Kutipan ::
· · · · · · ·

Human Capital Management: Bagaimana strategi meningkatkan competitive advantage melalui Karyawan?

Kita semua memahami, bahwa unsur manusia merupakan faktor yang sangat penting untuk mengembangkan perusahaan. Sebagus apapun sistem yang dibuat, ditentukan oleh orang yang ada dibelakangnya. Oleh karena ilmu yang berkaitan dengan Human Resources Development berkembang pesat, pimpinan perusahaan yang baik akan sangat memperhatikan strategi di bidang pengembangan sumber daya manusia ini.

· · · · · · ·

Kutipan Entri ::
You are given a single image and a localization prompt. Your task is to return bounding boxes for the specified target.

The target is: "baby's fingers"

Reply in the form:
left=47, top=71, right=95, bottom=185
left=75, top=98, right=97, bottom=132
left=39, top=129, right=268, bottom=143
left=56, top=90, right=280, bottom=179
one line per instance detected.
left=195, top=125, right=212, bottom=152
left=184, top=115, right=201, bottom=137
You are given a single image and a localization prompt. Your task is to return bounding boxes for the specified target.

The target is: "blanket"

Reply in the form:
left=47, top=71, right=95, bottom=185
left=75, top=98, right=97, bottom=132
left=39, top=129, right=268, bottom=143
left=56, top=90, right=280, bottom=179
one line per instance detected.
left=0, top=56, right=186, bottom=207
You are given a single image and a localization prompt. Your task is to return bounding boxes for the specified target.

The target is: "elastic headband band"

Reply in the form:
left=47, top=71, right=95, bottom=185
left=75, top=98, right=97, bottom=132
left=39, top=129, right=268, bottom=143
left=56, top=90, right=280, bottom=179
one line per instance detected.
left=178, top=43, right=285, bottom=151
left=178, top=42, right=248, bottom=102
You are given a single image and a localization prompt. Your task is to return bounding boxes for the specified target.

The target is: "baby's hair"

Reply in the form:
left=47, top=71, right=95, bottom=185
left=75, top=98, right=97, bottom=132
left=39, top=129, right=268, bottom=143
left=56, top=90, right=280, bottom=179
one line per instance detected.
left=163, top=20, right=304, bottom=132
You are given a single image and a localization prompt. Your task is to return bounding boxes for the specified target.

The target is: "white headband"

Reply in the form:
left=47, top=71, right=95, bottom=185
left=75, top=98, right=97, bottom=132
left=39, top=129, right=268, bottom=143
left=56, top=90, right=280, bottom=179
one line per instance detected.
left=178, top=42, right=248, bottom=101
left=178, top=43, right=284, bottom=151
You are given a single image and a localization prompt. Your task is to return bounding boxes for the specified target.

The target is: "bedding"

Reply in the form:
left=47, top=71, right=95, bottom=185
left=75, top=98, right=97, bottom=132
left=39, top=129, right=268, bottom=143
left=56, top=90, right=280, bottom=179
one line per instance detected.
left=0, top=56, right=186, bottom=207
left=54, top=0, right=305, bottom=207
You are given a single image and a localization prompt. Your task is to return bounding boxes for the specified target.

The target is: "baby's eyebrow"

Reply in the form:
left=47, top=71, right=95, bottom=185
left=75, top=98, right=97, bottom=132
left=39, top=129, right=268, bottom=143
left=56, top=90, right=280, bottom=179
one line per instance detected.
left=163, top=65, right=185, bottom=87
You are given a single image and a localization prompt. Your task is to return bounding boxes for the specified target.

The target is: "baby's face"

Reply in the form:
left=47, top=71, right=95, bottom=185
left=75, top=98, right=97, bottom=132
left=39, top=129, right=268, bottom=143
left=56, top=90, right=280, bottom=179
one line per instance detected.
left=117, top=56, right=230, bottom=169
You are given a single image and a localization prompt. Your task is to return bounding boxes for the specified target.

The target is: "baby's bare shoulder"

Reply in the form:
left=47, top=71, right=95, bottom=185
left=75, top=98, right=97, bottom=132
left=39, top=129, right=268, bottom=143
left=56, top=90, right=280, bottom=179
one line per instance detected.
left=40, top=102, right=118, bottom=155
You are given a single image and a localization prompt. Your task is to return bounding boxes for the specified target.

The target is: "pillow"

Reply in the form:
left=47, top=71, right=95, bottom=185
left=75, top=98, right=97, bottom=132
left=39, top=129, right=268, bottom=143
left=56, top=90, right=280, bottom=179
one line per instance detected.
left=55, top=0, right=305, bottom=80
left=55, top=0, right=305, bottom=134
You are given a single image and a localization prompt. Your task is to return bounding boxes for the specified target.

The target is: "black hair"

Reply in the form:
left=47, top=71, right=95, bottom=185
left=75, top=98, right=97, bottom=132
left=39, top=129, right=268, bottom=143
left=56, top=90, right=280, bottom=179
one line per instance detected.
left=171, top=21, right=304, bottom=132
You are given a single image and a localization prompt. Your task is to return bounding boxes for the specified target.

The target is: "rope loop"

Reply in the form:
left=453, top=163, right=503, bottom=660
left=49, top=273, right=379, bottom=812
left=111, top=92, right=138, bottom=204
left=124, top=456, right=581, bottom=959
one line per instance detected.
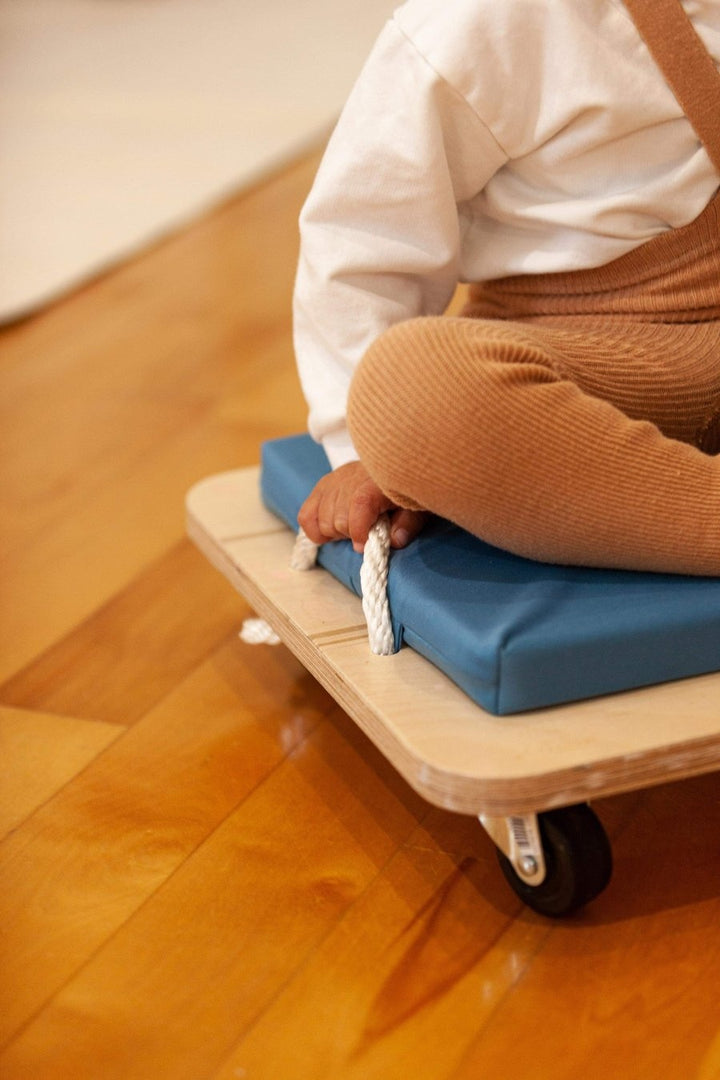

· · · · · · ·

Instruksi Tertulis 1 ::
Ambil dari tulisan tentang Human Capital Management di atas semua bagian mulai dari "Human Capital Management: Bagaimana" terus sampai "daya manusia ini.", tanpa mengubah satu kata pun.
Instruksi Tertulis 2 ::
Teruskan tulisan tentang Human Capital Management di atas, mulai sesudah kalimat terakhirnya.

Jawaban Tugas 1 ::
Human Capital Management: Bagaimana strategi meningkatkan competitive advantage melalui Karyawan?

Kita semua memahami, bahwa unsur manusia merupakan faktor yang sangat penting untuk mengembangkan perusahaan. Sebagus apapun sistem yang dibuat, ditentukan oleh orang yang ada dibelakangnya. Oleh karena ilmu yang berkaitan dengan Human Resources Development berkembang pesat, pimpinan perusahaan yang baik akan sangat memperhatikan strategi di bidang pengembangan sumber daya manusia ini.

Jawaban Tugas 2 ::
Strategi pengembangan Sumber Daya Manusia (SDM) harus in line dengan strategi bisnis perusahaan, karena untuk mencapai strategi bisnis yang telah digariskan diperlukan kerja sama unsur manusia yang mendukungnya. Pada saat ini telah terjadi transformasi terhadap Human Capital Management, dimana manusia sebagai “engine” dalam proses transformasi

people as engine for transformation

Dari tabel di atas, karyawan bukan lagi sebagai “costs” namun sebagai “human capital” yang memberikan nilai tambah pada perusahaan, dengan adanya inovasi-inovasi. Hasil dari transformasi manusia yang dipandang sebagai biaya dan indikator keberhasilan adalah efisiensi, berubah menjadi sebagai asset perusahaan, dan indikator keberhasilan adalah inovatif dan value creation.

Karyawan sebagai Sumber Daya Manusia dapat memberikan nilai tambah?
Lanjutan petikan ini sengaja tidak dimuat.